→ GIVEN TEXT

Brown professor launches Humanitarian Innovation Initiative

Brown professor launches Humanitarian Innovation Initiative
Brown professor launches Humanitarian Innovation Initiative
Dr. Adam Levine, associate professor at Brown University’s Warren Alpert Medical School, recently founded the Humanitarian Innovation Initiative (HI2) at the Watson Institute for International and Public Affairs, which seeks to marry humanitarian and research efforts.
 
“Academics work over years to develop and answer focused research questions in highly controlled settings,” Levine, who is also a physician at Rhode Island Hospital, said. “Humanitarian responders, on the other hand, must act within days or weeks to provide lifesaving aid to vulnerable populations in highly complex and chaotic environments.”
 
Levine has extensive experience in responding to humanitarian emergencies, beginning with the earthquake in Haiti in 2010 and continuing to the Ebola crises last year. In his efforts to better integrate humanitarian and research pursuits, HI2 will focus on five key areas: faculty affiliates, classes, speaker series, international fellows and research.
 
“Getting these two very different cultures to work together is not going to happen naturally, but it can still happen with some dedicated work and advanced planning,” Levine said. “That’s a big part of what HI2 is really supposed to be about — bringing together academics from Brown University and elsewhere with humanitarian practitioners in the field to develop projects that can improve care in future emergencies.”

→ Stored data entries

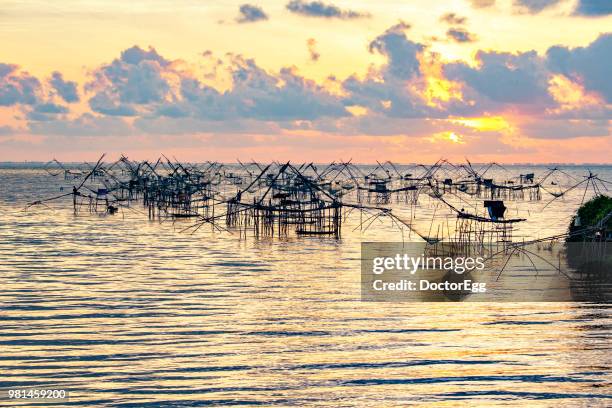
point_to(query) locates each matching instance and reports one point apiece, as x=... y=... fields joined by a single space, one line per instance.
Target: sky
x=511 y=81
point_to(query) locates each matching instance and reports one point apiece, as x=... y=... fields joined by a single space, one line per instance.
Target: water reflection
x=129 y=313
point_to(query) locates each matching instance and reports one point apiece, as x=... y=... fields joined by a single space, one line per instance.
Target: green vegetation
x=588 y=215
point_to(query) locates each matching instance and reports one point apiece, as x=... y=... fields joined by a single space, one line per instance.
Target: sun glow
x=484 y=124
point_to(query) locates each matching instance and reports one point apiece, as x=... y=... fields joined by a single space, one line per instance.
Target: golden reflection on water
x=126 y=312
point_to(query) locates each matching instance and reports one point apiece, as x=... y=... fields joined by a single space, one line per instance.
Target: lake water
x=126 y=312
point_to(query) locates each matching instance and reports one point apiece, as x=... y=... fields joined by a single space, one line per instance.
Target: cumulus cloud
x=392 y=89
x=588 y=65
x=320 y=9
x=142 y=92
x=138 y=77
x=482 y=3
x=17 y=87
x=311 y=43
x=461 y=35
x=594 y=8
x=67 y=90
x=452 y=18
x=250 y=14
x=504 y=78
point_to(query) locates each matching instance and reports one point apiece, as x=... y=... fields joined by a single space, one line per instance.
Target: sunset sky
x=407 y=81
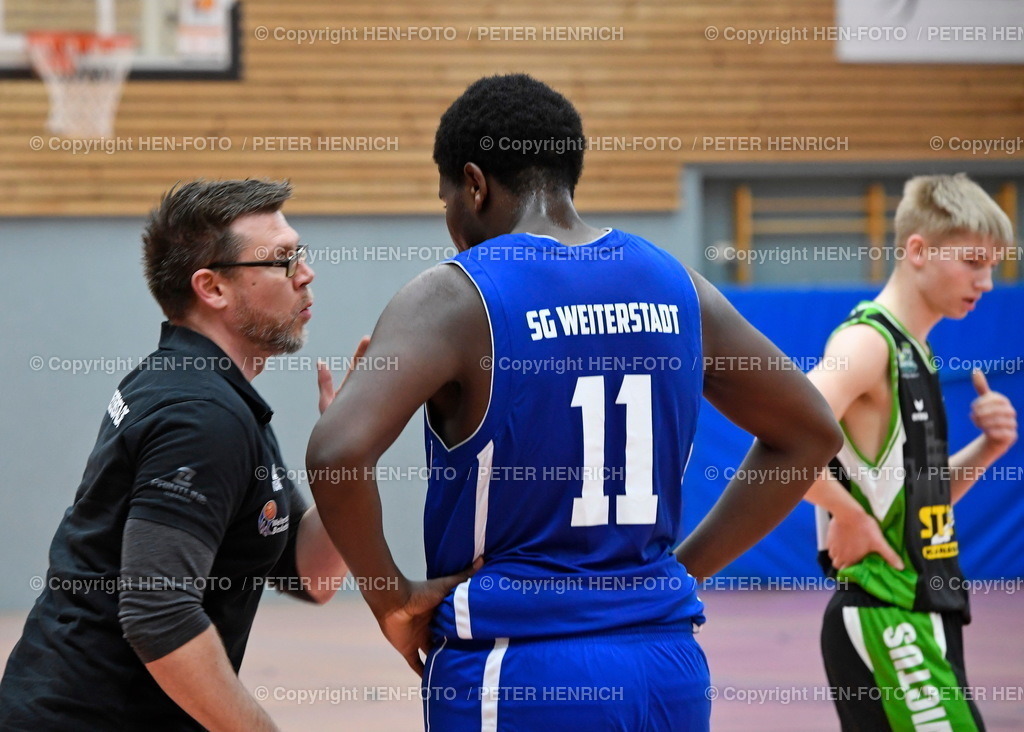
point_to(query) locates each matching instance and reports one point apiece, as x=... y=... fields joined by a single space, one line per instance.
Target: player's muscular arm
x=795 y=430
x=423 y=332
x=854 y=380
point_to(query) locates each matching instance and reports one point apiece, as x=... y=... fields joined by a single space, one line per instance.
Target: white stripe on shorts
x=492 y=686
x=851 y=618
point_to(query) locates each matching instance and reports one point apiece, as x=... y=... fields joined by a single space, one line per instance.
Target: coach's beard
x=275 y=336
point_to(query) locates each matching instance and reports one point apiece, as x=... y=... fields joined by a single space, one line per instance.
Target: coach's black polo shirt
x=186 y=442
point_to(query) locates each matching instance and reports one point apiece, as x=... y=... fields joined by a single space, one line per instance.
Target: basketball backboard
x=174 y=39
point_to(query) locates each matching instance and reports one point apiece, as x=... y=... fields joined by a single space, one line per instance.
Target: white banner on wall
x=930 y=31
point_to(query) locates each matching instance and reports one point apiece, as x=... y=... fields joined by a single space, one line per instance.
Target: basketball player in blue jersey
x=562 y=369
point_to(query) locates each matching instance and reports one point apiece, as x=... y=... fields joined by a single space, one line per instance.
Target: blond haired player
x=892 y=634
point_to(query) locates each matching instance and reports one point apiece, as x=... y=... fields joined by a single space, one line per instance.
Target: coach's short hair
x=190 y=229
x=517 y=129
x=936 y=206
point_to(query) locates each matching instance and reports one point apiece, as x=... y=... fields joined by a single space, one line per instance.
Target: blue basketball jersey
x=570 y=488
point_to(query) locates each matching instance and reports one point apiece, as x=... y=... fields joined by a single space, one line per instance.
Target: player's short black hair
x=517 y=129
x=190 y=229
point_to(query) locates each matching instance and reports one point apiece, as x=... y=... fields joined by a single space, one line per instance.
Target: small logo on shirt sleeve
x=268 y=523
x=117 y=408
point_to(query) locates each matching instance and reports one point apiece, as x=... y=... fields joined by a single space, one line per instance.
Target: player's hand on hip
x=855 y=534
x=408 y=627
x=993 y=415
x=326 y=382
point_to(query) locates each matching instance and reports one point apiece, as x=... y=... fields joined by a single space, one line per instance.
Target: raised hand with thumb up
x=993 y=415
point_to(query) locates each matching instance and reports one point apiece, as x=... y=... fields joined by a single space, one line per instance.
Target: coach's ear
x=476 y=182
x=209 y=289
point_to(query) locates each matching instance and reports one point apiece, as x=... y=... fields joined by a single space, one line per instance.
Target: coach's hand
x=853 y=535
x=408 y=627
x=993 y=415
x=326 y=382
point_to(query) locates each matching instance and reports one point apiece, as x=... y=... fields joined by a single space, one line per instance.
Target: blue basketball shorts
x=653 y=680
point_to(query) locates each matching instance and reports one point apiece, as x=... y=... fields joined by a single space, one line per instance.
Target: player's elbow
x=824 y=437
x=333 y=460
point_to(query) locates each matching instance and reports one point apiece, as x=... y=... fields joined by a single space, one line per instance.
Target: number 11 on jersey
x=639 y=505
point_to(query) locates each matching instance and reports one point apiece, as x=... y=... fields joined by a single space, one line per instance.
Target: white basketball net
x=84 y=74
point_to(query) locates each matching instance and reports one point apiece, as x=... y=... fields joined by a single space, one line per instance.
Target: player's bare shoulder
x=854 y=373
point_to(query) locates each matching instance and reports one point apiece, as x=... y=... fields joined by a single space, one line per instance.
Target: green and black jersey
x=906 y=485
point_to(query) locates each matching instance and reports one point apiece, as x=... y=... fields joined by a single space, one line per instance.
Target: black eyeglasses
x=291 y=264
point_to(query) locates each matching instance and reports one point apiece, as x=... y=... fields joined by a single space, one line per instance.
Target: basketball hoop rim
x=79 y=40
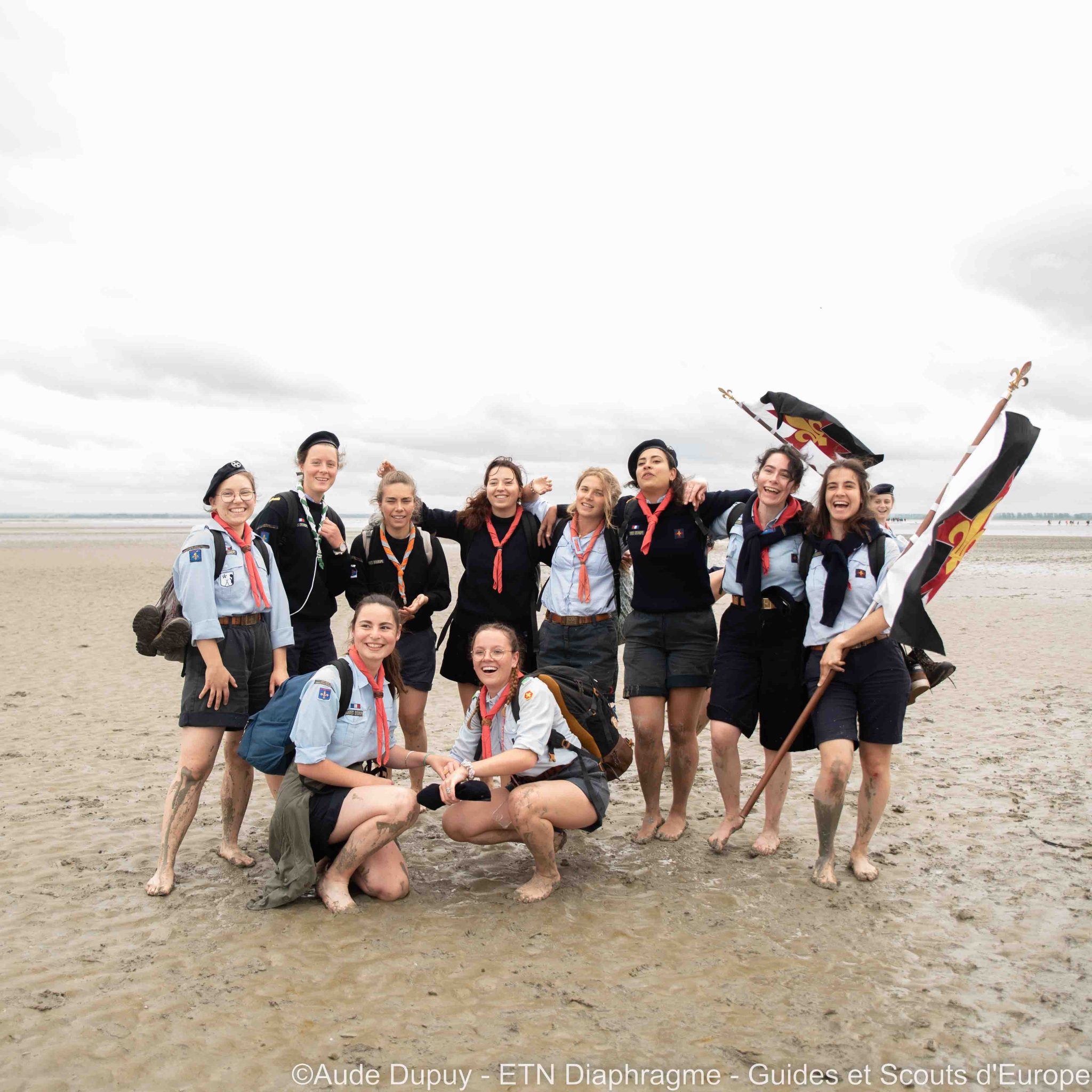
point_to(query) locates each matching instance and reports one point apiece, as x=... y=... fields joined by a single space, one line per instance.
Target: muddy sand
x=972 y=948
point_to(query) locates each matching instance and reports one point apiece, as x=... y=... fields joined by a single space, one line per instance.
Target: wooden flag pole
x=1019 y=379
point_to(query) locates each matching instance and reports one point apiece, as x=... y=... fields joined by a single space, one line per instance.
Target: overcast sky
x=551 y=231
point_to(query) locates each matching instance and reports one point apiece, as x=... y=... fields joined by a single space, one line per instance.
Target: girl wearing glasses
x=233 y=665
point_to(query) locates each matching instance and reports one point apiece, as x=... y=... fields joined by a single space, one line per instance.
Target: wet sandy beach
x=973 y=947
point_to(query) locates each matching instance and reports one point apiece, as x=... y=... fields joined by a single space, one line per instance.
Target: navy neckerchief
x=836 y=560
x=749 y=563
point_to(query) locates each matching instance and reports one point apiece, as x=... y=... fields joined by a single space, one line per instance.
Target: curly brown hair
x=478 y=508
x=392 y=664
x=820 y=519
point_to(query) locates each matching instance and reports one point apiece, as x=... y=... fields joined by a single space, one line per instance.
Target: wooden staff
x=1019 y=379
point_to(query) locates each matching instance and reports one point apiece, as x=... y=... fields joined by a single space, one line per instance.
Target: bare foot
x=766 y=845
x=719 y=840
x=672 y=830
x=235 y=856
x=334 y=896
x=537 y=888
x=648 y=830
x=863 y=869
x=162 y=882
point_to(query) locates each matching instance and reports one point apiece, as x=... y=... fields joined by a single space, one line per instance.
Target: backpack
x=589 y=717
x=266 y=741
x=167 y=608
x=877 y=555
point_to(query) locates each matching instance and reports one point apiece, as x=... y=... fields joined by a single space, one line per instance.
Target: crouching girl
x=336 y=803
x=551 y=789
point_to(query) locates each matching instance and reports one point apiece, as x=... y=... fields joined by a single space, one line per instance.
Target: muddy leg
x=837 y=758
x=198 y=755
x=875 y=788
x=681 y=717
x=776 y=791
x=648 y=716
x=234 y=797
x=370 y=820
x=412 y=722
x=725 y=741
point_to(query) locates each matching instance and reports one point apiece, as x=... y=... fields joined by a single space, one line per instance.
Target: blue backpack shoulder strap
x=347 y=686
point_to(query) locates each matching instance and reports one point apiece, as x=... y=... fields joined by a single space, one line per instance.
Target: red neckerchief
x=382 y=729
x=400 y=566
x=584 y=585
x=791 y=509
x=498 y=564
x=488 y=714
x=652 y=517
x=261 y=600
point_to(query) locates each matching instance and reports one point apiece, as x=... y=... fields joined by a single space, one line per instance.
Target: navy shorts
x=758 y=676
x=314 y=646
x=248 y=657
x=668 y=651
x=592 y=648
x=457 y=664
x=871 y=693
x=417 y=653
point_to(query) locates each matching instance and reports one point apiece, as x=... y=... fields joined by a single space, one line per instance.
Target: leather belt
x=575 y=620
x=738 y=601
x=882 y=637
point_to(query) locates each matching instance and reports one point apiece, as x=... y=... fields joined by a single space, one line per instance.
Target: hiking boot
x=147 y=628
x=174 y=639
x=936 y=671
x=919 y=684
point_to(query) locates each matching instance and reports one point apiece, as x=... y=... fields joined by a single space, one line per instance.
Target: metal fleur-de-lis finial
x=1019 y=378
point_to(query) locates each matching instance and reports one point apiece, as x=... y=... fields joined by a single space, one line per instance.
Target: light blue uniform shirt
x=858 y=597
x=539 y=716
x=206 y=599
x=561 y=595
x=784 y=560
x=319 y=733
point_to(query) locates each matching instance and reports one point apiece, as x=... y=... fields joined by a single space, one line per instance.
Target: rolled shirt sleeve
x=317 y=717
x=195 y=581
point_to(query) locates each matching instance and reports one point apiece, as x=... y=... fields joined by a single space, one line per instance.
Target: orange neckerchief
x=382 y=729
x=791 y=509
x=498 y=564
x=261 y=600
x=584 y=585
x=652 y=517
x=488 y=714
x=400 y=566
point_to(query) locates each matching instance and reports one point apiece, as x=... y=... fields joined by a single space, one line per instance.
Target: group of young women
x=801 y=579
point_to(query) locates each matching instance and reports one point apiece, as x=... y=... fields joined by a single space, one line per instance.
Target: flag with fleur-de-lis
x=960 y=519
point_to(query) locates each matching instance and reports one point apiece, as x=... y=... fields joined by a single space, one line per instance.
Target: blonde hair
x=612 y=488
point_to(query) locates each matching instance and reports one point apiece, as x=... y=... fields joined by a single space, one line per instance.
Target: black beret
x=322 y=437
x=222 y=475
x=644 y=446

→ AIM OF THE TASK
Answer these questions using the text on the Humanitarian Innovation Initiative:
1. At which institute did Levine found HI2?
2. Which emergency started Levine's experience in humanitarian response?
3. What five key areas will HI2 focus on?

→ EXPECTED OUTPUT
1. The Watson Institute for International and Public Affairs.
2. The earthquake in Haiti in 2010.
3. Faculty affiliates, classes, speaker series, international fellows and research.